- [Description of the task]: Could you retype exactly the lines running from the line with "What to detect: bridge abutment" to the end of the data, both included, and nothing else?

(Excerpts from a dataset)
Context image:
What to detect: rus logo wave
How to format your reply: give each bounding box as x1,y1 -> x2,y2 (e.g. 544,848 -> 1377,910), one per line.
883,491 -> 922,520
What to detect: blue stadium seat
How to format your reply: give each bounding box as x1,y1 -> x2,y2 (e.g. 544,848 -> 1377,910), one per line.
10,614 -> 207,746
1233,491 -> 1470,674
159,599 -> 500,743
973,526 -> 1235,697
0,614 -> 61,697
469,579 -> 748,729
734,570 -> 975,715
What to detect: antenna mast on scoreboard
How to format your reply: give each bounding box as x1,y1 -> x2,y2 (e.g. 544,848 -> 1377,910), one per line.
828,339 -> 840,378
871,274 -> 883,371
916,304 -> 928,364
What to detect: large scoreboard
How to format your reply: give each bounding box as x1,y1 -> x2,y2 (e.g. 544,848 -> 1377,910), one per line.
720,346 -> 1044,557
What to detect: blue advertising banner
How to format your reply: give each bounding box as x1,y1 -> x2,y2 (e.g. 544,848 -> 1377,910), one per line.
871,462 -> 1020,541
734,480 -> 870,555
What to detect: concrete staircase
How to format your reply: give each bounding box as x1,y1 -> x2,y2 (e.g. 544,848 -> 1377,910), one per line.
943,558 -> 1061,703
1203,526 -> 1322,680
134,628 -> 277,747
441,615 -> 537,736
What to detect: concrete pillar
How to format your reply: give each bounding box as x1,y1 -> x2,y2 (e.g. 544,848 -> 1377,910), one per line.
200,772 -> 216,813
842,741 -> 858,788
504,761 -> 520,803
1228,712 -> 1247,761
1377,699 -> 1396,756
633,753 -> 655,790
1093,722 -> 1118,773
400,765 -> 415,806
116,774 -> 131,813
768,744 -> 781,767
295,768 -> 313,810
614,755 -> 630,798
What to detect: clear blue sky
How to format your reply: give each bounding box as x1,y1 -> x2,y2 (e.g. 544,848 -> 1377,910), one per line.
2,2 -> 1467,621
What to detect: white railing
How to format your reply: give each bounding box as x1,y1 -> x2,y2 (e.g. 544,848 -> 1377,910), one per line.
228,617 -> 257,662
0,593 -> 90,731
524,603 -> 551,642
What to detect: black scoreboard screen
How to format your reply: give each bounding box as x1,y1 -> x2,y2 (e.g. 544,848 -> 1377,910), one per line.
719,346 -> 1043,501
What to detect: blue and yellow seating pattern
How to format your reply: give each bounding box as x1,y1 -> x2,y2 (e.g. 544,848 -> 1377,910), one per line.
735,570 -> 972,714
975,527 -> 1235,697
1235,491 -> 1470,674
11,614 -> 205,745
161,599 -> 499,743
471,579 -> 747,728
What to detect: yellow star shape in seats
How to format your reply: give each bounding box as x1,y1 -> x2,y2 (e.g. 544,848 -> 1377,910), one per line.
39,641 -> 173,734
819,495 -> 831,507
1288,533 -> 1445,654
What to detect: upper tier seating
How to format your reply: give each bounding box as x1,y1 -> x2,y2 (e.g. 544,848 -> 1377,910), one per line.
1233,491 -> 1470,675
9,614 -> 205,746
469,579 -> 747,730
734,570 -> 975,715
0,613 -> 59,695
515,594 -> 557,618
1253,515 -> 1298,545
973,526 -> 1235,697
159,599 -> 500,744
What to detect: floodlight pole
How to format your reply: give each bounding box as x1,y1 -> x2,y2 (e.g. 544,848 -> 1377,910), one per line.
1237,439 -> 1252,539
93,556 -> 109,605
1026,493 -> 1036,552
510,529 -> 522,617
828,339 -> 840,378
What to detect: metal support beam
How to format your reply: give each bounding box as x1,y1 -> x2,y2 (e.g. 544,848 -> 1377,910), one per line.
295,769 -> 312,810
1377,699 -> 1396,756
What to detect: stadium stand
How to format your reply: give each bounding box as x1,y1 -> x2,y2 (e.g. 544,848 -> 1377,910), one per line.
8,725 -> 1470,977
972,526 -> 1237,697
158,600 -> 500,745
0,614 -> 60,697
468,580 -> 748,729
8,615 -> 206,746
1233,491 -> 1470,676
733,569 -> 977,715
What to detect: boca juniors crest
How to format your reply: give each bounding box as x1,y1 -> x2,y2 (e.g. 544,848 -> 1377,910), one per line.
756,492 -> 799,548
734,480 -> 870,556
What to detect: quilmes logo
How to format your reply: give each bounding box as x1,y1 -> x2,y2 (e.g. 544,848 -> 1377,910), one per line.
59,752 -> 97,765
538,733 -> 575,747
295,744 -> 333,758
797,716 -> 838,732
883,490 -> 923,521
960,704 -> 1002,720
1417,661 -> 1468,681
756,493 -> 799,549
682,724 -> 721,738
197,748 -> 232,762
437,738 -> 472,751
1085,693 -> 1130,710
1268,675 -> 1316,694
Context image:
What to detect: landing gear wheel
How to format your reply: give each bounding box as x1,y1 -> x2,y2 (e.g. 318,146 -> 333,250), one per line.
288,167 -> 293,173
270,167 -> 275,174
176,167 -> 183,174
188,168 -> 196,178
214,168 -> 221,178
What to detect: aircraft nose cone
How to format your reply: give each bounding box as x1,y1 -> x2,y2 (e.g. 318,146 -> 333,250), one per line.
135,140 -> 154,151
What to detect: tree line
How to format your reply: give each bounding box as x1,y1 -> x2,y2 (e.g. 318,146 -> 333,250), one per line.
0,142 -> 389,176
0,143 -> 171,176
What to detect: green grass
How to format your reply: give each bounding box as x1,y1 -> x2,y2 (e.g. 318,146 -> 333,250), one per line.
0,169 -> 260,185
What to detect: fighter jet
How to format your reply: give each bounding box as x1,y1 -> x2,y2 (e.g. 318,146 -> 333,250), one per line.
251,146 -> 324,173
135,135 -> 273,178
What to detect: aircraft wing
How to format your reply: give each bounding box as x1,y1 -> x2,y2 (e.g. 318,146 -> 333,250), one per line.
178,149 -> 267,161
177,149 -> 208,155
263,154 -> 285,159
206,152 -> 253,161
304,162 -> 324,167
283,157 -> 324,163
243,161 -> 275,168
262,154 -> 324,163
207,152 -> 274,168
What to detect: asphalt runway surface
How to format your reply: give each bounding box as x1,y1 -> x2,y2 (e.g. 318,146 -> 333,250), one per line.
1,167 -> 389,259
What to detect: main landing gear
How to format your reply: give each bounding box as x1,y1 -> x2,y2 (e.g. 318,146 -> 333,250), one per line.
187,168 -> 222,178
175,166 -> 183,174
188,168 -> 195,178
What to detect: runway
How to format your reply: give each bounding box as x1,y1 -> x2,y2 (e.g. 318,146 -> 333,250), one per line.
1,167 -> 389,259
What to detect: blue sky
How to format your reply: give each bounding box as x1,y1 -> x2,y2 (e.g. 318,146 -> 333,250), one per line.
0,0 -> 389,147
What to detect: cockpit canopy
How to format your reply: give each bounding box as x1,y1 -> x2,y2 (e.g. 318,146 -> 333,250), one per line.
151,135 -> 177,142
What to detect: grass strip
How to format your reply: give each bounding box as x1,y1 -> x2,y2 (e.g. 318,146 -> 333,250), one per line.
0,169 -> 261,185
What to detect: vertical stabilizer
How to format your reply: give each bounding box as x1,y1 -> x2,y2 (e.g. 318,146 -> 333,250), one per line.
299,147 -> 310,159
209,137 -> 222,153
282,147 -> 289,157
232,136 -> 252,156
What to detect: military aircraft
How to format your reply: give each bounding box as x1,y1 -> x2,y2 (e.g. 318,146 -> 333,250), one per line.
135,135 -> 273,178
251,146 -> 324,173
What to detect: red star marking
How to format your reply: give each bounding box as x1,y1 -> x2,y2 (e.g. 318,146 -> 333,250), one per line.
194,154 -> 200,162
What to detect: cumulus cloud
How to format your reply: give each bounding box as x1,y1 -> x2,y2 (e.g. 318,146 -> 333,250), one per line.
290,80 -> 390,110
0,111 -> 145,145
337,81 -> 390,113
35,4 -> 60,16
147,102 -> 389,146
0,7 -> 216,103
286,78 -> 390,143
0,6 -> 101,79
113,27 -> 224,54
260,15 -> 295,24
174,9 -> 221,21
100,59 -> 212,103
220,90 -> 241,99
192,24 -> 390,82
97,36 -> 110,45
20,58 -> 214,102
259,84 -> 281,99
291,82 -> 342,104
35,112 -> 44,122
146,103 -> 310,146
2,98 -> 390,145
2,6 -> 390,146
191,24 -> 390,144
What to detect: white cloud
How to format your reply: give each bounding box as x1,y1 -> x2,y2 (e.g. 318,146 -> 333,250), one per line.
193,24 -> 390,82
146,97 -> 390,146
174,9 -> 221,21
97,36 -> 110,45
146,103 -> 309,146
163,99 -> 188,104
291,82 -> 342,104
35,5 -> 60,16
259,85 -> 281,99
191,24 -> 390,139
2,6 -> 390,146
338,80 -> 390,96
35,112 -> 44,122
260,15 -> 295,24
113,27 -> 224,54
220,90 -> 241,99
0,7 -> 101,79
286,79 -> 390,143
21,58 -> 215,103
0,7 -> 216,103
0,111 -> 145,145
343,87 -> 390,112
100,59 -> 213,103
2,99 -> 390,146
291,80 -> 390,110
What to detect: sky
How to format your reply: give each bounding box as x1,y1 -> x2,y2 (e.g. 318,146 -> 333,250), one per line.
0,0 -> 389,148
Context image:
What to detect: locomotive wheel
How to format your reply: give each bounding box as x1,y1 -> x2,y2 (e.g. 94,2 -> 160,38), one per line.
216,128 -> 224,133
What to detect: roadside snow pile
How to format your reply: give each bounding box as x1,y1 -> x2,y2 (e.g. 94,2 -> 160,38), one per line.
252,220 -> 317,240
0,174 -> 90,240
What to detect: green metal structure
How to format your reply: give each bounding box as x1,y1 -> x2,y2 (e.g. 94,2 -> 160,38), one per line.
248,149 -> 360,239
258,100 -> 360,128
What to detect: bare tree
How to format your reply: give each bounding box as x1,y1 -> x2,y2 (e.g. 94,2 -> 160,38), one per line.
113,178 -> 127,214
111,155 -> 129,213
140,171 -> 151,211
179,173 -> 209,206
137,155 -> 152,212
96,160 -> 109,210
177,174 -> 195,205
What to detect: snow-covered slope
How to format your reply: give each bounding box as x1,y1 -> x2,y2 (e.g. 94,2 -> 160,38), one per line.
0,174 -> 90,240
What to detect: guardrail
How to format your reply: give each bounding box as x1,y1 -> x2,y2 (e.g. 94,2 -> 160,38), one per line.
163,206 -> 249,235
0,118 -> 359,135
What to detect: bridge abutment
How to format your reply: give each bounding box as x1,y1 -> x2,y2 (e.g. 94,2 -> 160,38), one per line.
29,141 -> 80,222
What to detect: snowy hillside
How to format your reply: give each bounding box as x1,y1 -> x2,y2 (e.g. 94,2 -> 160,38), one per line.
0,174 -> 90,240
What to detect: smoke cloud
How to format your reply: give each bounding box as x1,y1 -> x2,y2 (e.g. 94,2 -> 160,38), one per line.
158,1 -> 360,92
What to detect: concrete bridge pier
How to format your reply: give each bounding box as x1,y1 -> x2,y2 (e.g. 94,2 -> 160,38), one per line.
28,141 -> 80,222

- [Solved problem]:
What to detect: bridge abutment
How to format your reply: give each bounding box as x1,y1 -> x2,y2 (e.g. 94,2 -> 160,38), one per line.
29,141 -> 80,222
What to detect: snowy hillside
How to format your reply: give each bounding box as x1,y1 -> x2,y2 (e.g. 94,2 -> 160,38), one per line.
0,174 -> 90,240
What to detect: smoke cloud
How to format your reply: give each bounding box as x1,y1 -> x2,y2 (e.g. 94,2 -> 160,38), one per line.
158,1 -> 360,92
What to detect: concrete bridge pier
How to format your reply: give each bounding box as x1,y1 -> x2,y2 (e.g. 94,2 -> 160,38), one per line.
28,141 -> 80,222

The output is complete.